Isn’t it refreshing to wake up one morning after having the sweetest sleep ever? There was no snoring, no phone calls, or unwanted disturbances, just you in your warm and cozy bed, sleeping soundly. Seems too good to be true, doesn’t it? Most of us struggle to get the sleep that even remotely resembles this pattern. We are too busy binge-watching our favorite Netflix show, stressing about the presentation on Monday, or covering our ears with pillows because our partner can’t stop snoring. And because of all this, we end up missing out on some much-needed sleep. So then, how do we ensure good sleep? Is seven to nine hours of sleep the only requirement for a good sleep?
Whenever one thinks of healthy sleep, they correlate it with a certain amount of time. For example, the recommended sleeping time for adults per day is seven to nine hours. However, there are more factors than just time when it comes to ensuring a healthy sleep cycle.
Do you have a problem with snoring, or have a colleague who just won’t stop calling you in the middle of the night? Do you feel exhausted in the morning because of this even though you slept for nine hours? If yes, then focus on the quality of sleep more than the quantity.
When it comes to getting a good night’s sleep, the quality of your sleep matters more than whether or not you slept for eight hours. So, what is sleep quality? Let’s find out.
What is Sleep Quality?
Doctors and experts define restorative and restful sleep as quality sleep. However, to understand it better, we can look at the stages you go through when you sleep well:
- Stage I: This is essentially the dozing off stage and occurs within five minutes of you hitting the sack. Although your body hasn’t fully rolled into sleeping yet, your brain activities and body start slowing down.
- Stage II: This is the time when your body starts to relax more and gets subdued. Your body undergoes the following changes – a drop in heart rate, slowed eye movements, and relaxed muscles. This typically lasts for about 25 minutes during the first sleep cycle and can become longer during the night.
- Stage III: This stage is called deep sleep, and it is hard to wake someone up when they are in this stage of the cycle. In this stage, your body completely relaxes and is actually in the restorative and growth phase. Experts deem this stage as critical to have a good quality sleep because it promotes cell recovery, and restoration of the entire body.

-----

§ **Task list**:
A – Summarize the passage on sleep quality in two sentences.
B – Carry the passage on sleep quality forward from its final sentence.

-----

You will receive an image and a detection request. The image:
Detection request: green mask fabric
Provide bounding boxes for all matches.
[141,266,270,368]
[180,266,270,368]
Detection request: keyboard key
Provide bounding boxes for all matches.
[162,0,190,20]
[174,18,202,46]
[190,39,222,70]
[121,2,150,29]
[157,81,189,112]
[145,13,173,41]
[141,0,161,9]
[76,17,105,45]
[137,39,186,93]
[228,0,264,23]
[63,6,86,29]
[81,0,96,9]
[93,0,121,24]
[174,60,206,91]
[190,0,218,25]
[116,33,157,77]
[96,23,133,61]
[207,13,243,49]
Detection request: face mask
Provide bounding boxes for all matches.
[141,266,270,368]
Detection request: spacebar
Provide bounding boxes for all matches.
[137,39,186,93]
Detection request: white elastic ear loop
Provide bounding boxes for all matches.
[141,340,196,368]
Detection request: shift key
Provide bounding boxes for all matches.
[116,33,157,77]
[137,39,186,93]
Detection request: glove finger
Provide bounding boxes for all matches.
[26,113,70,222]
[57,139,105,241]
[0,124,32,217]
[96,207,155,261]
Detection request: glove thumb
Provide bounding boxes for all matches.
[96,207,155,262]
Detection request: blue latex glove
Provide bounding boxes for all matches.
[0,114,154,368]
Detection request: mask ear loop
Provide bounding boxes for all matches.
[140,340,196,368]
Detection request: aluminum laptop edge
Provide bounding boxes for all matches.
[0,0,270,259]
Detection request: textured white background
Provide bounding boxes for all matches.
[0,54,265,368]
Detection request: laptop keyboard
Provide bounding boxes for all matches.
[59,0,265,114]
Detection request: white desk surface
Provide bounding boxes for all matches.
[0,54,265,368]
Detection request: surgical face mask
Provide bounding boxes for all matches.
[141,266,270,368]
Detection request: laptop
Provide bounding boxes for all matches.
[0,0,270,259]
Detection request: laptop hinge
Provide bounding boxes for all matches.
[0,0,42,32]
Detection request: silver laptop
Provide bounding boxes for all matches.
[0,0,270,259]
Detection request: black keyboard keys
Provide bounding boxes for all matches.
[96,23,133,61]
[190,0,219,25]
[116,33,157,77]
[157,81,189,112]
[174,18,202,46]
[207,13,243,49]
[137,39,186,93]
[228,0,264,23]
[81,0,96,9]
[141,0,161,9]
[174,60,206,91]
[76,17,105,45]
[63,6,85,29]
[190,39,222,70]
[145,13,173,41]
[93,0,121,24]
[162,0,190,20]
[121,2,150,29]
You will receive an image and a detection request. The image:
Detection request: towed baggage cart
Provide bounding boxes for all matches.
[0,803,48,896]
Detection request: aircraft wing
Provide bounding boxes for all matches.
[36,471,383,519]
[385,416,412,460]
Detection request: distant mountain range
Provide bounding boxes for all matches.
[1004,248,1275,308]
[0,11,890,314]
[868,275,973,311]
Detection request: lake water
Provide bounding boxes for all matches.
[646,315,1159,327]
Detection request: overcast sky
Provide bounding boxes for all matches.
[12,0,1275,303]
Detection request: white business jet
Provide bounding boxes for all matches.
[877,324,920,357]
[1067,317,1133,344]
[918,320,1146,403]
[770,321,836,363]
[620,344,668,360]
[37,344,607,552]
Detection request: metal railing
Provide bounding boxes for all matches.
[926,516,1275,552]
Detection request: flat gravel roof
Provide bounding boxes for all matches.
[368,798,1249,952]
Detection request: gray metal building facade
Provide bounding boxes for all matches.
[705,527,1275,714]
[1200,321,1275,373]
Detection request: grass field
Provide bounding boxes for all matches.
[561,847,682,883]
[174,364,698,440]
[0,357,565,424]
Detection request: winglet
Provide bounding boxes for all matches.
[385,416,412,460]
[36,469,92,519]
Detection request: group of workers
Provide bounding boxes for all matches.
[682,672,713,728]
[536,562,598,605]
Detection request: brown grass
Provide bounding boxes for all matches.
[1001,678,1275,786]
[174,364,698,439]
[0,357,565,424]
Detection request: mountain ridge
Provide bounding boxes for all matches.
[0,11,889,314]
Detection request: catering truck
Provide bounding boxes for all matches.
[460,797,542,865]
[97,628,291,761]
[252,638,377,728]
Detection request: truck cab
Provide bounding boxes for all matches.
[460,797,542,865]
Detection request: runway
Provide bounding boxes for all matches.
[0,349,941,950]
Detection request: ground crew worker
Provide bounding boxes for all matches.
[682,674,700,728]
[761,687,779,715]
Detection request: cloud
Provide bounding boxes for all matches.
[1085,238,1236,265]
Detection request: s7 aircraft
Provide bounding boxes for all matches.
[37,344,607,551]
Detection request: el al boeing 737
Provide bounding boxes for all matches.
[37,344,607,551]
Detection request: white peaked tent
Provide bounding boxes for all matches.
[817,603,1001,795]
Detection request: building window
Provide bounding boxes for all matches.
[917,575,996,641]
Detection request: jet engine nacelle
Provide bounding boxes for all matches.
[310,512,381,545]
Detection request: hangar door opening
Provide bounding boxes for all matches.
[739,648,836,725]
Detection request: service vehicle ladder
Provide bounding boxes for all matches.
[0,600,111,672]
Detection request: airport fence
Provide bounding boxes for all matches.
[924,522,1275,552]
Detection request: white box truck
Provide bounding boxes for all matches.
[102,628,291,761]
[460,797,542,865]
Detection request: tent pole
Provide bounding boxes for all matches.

-----

§ **Numbered answers**:
A – The passage argues that healthy sleep depends on more than the seven to nine hours recommended for adults, and that the quality of sleep matters more than its quantity. Experts define quality sleep as restorative and restful, and it can be understood through stages: dozing off in Stage I, deeper relaxation with a lower heart rate in Stage II, and the deep sleep of Stage III, which is critical because it promotes cell recovery and restoration of the whole body.

B –
Our body’s circadian rhythm controls our internal clock and induces wakefulness and sleepiness at certain periods. Falling asleep in line with your natural clock indicates a good sleep quality. Another indicator of sleep quality is sleep timing, which is when you fall asleep in 24 hours.
Satisfaction with how well-rested you feel both upon sleeping and waking also indicates the quality of your sleep.
If you are missing out on any of these factors while tucking yourself in, then the chances are you are not making smart choices when it comes to ensuring good sleep quality.
How to Optimize Sleep Quality?
So by now, you might have figured out that while quantity of sleep is important, it is only a part of the equation. What matters more is the quality of sleep you get, which is not the best for a lot of sleepers out there. A lot of things can get in the way of you having a restful and uninterrupted sleep. Sometimes they can be medical conditions, or other times, it can be just a snoring partner.
Medical conditions include depression, anxiety, insomnia, sleep apnea, and stress-related disorders. However, various lifestyle-related activities play an essential role in dictating the quality of our sleep. A poor diet, little exercise, excess alcohol consumption, smoking, excessive screen time, and snoring are all lifestyle factors that contribute to poor quality of sleep.
However, you can easily tackle these, and you will find yourself sleeping like a baby in no time! How? Let’s find out:
- Address Medical Problems: If you are suffering from any medical problems that interfere with your sleep cycle, it is high time you reach out to your doctor.
- Add Exercise to Your Routine: Tire yourself by going for a short walk or even a run with your partner or dog. Studies claim exercise can drastically change and improve the quality of sleep. And poor sleep may contribute to low physical activity – meaning, you could get caught in a vicious cycle if you don’t do something about it.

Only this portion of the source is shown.